Set task.
Please report every line of the records below that contains the word "cloth", with case counting.

-*-

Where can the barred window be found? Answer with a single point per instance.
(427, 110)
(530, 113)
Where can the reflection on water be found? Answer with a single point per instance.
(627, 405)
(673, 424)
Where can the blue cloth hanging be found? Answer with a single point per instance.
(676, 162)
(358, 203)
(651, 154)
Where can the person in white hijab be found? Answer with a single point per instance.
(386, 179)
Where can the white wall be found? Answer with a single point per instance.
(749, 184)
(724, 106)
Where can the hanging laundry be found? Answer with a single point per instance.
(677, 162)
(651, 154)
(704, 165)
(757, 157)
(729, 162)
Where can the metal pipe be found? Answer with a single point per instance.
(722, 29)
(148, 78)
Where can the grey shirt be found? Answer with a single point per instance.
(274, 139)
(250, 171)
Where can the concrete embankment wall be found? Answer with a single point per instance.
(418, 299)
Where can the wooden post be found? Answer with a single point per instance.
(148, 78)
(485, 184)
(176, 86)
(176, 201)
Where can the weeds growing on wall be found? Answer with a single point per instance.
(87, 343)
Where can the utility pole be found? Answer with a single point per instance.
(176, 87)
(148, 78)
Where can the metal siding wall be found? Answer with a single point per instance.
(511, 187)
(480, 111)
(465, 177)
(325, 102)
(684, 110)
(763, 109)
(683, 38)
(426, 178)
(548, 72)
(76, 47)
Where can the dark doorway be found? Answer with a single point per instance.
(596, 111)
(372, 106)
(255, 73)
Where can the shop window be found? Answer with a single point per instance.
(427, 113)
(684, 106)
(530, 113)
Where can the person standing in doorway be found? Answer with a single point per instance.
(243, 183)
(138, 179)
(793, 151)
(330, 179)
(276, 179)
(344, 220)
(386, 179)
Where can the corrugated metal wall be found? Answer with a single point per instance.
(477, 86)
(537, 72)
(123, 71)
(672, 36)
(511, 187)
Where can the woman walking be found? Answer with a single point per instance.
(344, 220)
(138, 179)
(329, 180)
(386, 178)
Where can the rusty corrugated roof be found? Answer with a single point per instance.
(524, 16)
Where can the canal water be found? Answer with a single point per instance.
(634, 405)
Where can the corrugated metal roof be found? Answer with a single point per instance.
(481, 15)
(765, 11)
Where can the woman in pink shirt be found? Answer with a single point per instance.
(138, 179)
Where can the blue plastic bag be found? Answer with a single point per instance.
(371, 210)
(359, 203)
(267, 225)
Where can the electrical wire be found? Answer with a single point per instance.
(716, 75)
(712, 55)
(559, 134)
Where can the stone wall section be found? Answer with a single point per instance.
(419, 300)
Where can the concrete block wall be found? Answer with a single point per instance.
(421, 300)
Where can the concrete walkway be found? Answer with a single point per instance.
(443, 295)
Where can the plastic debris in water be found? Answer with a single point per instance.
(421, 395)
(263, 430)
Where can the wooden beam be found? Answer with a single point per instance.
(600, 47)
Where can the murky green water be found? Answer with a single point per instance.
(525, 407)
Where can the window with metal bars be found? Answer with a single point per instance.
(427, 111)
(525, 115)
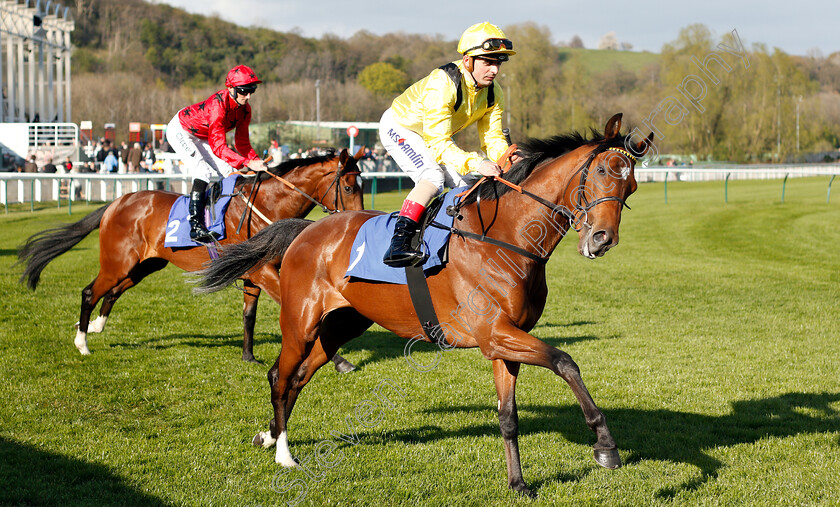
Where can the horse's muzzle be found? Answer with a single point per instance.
(595, 243)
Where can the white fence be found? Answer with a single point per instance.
(36, 187)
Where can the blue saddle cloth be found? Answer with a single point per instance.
(374, 238)
(178, 224)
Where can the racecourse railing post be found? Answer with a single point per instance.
(726, 188)
(784, 183)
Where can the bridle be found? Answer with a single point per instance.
(339, 196)
(581, 202)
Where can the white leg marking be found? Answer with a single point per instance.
(81, 343)
(97, 325)
(283, 456)
(267, 439)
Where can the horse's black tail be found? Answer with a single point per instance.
(42, 247)
(237, 260)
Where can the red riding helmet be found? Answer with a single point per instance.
(241, 75)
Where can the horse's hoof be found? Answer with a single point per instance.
(608, 458)
(344, 367)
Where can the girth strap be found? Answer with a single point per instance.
(421, 298)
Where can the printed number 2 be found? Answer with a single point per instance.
(173, 229)
(361, 251)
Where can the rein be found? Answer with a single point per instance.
(583, 205)
(318, 202)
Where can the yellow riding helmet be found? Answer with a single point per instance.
(485, 39)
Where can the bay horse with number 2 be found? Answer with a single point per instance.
(566, 181)
(132, 230)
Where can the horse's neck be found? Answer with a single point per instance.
(284, 202)
(527, 223)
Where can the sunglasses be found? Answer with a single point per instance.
(245, 90)
(494, 45)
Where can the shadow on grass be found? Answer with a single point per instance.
(34, 477)
(662, 435)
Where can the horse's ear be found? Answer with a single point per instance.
(613, 126)
(359, 154)
(643, 146)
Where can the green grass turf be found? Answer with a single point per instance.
(710, 337)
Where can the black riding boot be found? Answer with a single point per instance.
(198, 200)
(401, 254)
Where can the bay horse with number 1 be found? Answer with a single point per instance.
(566, 181)
(132, 230)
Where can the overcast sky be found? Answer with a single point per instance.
(794, 26)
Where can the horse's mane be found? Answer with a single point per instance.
(291, 164)
(535, 151)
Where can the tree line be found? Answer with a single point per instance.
(138, 61)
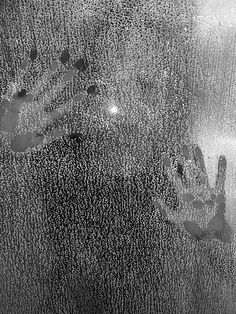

-*-

Result for this task.
Where can the blue cloth hanging be found? Answer with a single point per instance.
Where can the blue saddle cloth be found? Answer with a single point per instance.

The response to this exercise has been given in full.